__Richiesta 1__
Secondo la recensione di Final Portrait, perché il film non mostra tutta la vita di Alberto Giacometti? Rispondi in una o due frasi.
__Richiesta 2__
Trascrivi dalla recensione di Final Portrait il passo che va da "Final Portrait è" fino a "non si sbaglia!" compreso.

__Testo fornito__
※

- scheda
- recensione
DATA USCITA: N.D.
GENERE: Biografico, Drammatico
PAESE: Gran Bretagna
REGIA: Stanley Tucci
ATTORI: Geoffrey Rush, Armie Hammer, Clémence Poésy
SINOSSI:
Parigi, 1964, atelier di Alberto Giacometti. E’ lui, da buon artista affermato, a dettare legge sui tempi e modi di creazione delle sue opere, suo fratello Diego lo sa bene. La relazione con la moglie Annette, irritata dalla sua relazione extraconiugale con una prostituta, procede con discussioni continue. Giacometti conosce il critico d’arte e biografo americano James Lord e lo invita a posare per lui per realizzare un ritratto, ma i tempi diventano più lunghi del previsto.
Final Portrait è il quinto film che l’attore Stanley Tucci realizza in qualità di regista, mostrando di avere gusto e talento anche in campi diversi dalla recitazione. Ed anche per quella mostra di avere un certo occhio, affidandosi alla grandissima interpretazione che un artista come Geoffrey Rush può sicuramente offrire… E non si sbaglia!
Final Portrait: uno scorcio biografico
La tendenza a raccontare delle storie vere o delle biografie ha tentato anche Stanley Tucci, che per il suo nuovo film presentato oggi alla Berlinale si è dedicato all’artista Alberto Giacometti, ispirandosi alla biografia di James Lord “A Giacometti Portrait”. Anche in questo caso non veniamo istruiti sull’intera esistenza dell’artista perché della sua vita viene ritagliata una breve, minore parentesi ispirata agli ultimi due anni di vita di Giacometti. Quello che viene raccontato è un episodio, un incontro avvenuto con il giovane critico d’arte americano James Lord, invitato a posare per un ritratto, cui inizialmente Giacometti dovrebbe rubargli soltanto un paio d’ore di tempo.
Alberto Giacometti è conosciuto a livello mondiale soprattutto per le sue sculture antropomorfe longilinee, ma ha realizzato anche dei dipinti su tela e Final Portrait si concentra proprio su questo aspetto della sua produzione. Quello che dovrebbe essere un lavoro di rapida esecuzione per un amico si tramuta presto in un lavoro pieno di ripensamenti, correzioni, rivalutazioni, mentre i giorni passano, senza che si possa scorgere una fine. In questo consiste il film di Stanley Tucci, in un racconto narrativamente semplice e scarno ma che offre degli spunti di riflessione nel rapporto tra l’artista e l’opera d’arte, che sembra non raggiungere mai la fine del proprio lavoro.
Esiste un Final Portrait?

※

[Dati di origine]

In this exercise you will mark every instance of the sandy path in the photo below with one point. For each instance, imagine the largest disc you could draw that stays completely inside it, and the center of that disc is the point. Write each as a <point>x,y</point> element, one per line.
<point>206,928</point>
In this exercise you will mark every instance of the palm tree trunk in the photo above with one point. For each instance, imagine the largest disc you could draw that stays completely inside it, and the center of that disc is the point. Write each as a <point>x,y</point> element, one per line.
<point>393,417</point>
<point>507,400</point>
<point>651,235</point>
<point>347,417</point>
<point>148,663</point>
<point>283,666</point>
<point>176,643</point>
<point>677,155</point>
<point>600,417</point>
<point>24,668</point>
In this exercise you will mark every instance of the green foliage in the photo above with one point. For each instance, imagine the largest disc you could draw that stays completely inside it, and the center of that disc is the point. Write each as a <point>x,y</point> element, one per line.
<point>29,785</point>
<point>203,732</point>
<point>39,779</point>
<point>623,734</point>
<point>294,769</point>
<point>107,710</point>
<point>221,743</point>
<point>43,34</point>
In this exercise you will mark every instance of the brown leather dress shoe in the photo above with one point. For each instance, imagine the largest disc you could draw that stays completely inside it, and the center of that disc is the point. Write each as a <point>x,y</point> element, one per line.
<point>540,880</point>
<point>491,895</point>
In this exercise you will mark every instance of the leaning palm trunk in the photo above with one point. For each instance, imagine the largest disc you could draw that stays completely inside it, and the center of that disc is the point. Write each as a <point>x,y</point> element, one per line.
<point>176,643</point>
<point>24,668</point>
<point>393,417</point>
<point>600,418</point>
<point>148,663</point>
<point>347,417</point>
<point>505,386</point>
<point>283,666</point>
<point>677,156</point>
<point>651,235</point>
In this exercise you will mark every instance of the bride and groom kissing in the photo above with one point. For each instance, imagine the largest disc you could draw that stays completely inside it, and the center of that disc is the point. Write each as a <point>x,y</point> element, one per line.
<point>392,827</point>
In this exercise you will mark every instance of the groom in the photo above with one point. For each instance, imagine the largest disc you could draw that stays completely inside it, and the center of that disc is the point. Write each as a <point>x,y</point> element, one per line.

※

__Risultato corretto 1__
Perché il film ritaglia dalla sua vita solo una breve parentesi, ispirata ai suoi ultimi due anni. Racconta un solo episodio, l'incontro con il giovane critico d'arte americano James Lord, invitato a posare per un ritratto.

__Risultato corretto 2__
Final Portrait è il quinto film che l’attore Stanley Tucci realizza in qualità di regista, mostrando di avere gusto e talento anche in campi diversi dalla recitazione. Ed anche per quella mostra di avere un certo occhio, affidandosi alla grandissima interpretazione che un artista come Geoffrey Rush può sicuramente offrire… E non si sbaglia!